Театр души | страница 14



Я прилагаю метафору театра не только к внутренней психической реальности, но и к самому психоаналитическому процессу. Здесь я в долгу перед клиническим гением Мелани Кляйн. Я хорошо помню, какой горизонт открылся передо мной, когда я впервые прочла ее фундаментальный труд, «Психоанализ детей» (Melanie Klein, 1932). Она была первым психоаналитиком, признавшим глубокое символическое значение детской игры (которая, на самом деле, для сознания ребенка и не игра, а работа или «проработка» проблем его жизни) и из этого пришедшим к идее, что анализ детей можно проводить с использованием игрушек, представляющих собой разных людей и животных. Она увидела, что игры дают инсайт о структуре бессознательного ребенка. Кляйн утверждала, что «свободная» игра (которая, фактически, не более «свободна», чем также обозначенные ассоциации взрослого анализа) выполняет те же самые функции, что и вербальная коммуникация в психоаналитической работе со взрослыми. В связи с этим отчетливо вспоминается игровая сцена, созданная маленьким пациентом Кляйн, Петером. Ему в три с половиной года, сказали, что у него новый братик, и его зовут Фриц. Вспоминая это, он на разные лады стукал друг о друга двух лошадок. Аналитик заметила, что это заставляет ее подумать о двух стукающих друг друга людях, на что Петер ответил: «Нет, это нехорошо», но добавил, что они, скорее, играют так, и что «лошади тоже так играли, а теперь будут спать». Как можно подозревать, такое мирное решение первичной сцены, результатом которой мог быть маленький Фриц, не совсем нравилось Петеру. Поэтому нас не удивит, что, продолжая свою игру, он полностью покрыл лошадей маленькими кирпичиками и гордо заявил: «А теперь они совсем мертвые; я их похоронил». Эта игра была приемлемым решением для несомненно переполняющих его, но недопускаемых чувств боли и нарциссической умерщ-вленности.

• [ЗАДАНИЕ]
Ответьте по отрывку выше:
(a) Какой труд Мелани Кляйн назван в отрывке и какой год указан рядом с ним?
(b) Сколько лет было Петеру, когда ему сказали о новом братике?
(c) Чем Петер полностью покрыл лошадей?

• [ПРЕДОСТАВЛЕННЫЕ ЗАПИСИ]
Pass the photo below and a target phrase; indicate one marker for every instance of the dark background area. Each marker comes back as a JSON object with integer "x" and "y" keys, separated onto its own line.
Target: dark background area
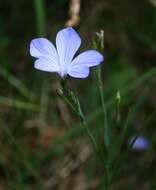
{"x": 42, "y": 143}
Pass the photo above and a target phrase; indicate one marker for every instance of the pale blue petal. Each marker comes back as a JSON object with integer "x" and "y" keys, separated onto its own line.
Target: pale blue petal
{"x": 88, "y": 58}
{"x": 78, "y": 71}
{"x": 67, "y": 43}
{"x": 45, "y": 64}
{"x": 41, "y": 47}
{"x": 141, "y": 143}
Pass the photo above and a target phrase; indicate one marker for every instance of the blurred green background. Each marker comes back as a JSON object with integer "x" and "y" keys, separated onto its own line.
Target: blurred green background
{"x": 42, "y": 143}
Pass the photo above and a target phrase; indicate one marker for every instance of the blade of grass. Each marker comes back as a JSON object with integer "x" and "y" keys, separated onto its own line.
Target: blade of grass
{"x": 9, "y": 102}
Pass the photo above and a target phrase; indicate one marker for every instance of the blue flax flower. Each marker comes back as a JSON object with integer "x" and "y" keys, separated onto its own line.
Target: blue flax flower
{"x": 141, "y": 143}
{"x": 61, "y": 59}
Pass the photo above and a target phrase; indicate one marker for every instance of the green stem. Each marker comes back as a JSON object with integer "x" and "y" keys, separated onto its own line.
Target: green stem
{"x": 41, "y": 31}
{"x": 90, "y": 135}
{"x": 40, "y": 17}
{"x": 106, "y": 130}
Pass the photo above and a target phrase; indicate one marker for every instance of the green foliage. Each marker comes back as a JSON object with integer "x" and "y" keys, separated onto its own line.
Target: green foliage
{"x": 31, "y": 111}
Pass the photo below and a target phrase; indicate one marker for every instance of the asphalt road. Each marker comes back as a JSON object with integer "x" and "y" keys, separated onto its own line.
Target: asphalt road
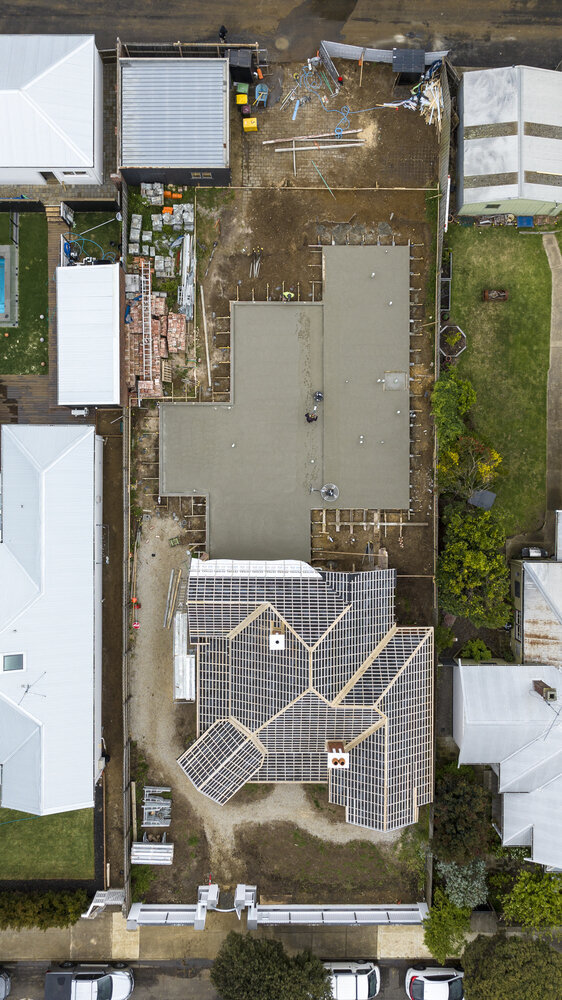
{"x": 176, "y": 981}
{"x": 481, "y": 33}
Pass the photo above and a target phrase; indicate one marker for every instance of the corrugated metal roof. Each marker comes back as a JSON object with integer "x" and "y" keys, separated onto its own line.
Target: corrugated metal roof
{"x": 88, "y": 322}
{"x": 47, "y": 709}
{"x": 47, "y": 101}
{"x": 174, "y": 113}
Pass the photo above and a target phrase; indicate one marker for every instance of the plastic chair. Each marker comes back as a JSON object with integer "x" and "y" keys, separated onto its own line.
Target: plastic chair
{"x": 262, "y": 90}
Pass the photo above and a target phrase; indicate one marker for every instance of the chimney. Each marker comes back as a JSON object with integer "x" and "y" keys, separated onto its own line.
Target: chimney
{"x": 549, "y": 694}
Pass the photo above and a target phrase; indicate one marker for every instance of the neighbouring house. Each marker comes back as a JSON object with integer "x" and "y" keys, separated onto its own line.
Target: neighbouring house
{"x": 536, "y": 587}
{"x": 174, "y": 120}
{"x": 50, "y": 617}
{"x": 51, "y": 109}
{"x": 509, "y": 717}
{"x": 90, "y": 335}
{"x": 509, "y": 142}
{"x": 319, "y": 404}
{"x": 303, "y": 676}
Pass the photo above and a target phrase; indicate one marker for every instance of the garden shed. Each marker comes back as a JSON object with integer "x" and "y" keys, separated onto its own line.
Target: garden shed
{"x": 510, "y": 142}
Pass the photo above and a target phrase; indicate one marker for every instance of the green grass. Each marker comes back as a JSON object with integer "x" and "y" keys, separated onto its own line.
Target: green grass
{"x": 506, "y": 359}
{"x": 21, "y": 351}
{"x": 107, "y": 234}
{"x": 47, "y": 847}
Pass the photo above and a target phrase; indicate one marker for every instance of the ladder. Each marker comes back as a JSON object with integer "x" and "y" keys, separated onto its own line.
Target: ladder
{"x": 146, "y": 320}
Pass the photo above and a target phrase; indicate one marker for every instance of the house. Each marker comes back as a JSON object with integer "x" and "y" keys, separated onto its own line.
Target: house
{"x": 174, "y": 120}
{"x": 50, "y": 617}
{"x": 51, "y": 109}
{"x": 509, "y": 142}
{"x": 90, "y": 335}
{"x": 509, "y": 717}
{"x": 536, "y": 587}
{"x": 319, "y": 404}
{"x": 302, "y": 676}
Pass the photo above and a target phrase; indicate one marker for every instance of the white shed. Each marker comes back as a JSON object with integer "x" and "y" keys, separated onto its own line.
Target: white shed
{"x": 51, "y": 109}
{"x": 50, "y": 617}
{"x": 89, "y": 335}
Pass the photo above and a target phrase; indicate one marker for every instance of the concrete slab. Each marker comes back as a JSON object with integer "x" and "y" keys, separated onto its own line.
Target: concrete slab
{"x": 257, "y": 459}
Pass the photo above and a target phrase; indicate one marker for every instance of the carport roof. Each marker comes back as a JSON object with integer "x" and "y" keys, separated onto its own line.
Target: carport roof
{"x": 258, "y": 460}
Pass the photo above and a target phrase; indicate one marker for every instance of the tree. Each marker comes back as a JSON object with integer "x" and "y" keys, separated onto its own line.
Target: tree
{"x": 476, "y": 649}
{"x": 472, "y": 575}
{"x": 41, "y": 909}
{"x": 535, "y": 900}
{"x": 466, "y": 466}
{"x": 445, "y": 928}
{"x": 499, "y": 967}
{"x": 465, "y": 885}
{"x": 462, "y": 817}
{"x": 451, "y": 400}
{"x": 247, "y": 968}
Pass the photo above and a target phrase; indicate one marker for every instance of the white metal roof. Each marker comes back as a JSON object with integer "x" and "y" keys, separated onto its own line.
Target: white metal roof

• [РЕШЕНИЕ ЗАДАЧИ]
(a) «Психоанализ детей», 1932 год.
(b) Три с половиной года.
(c) Маленькими кирпичиками.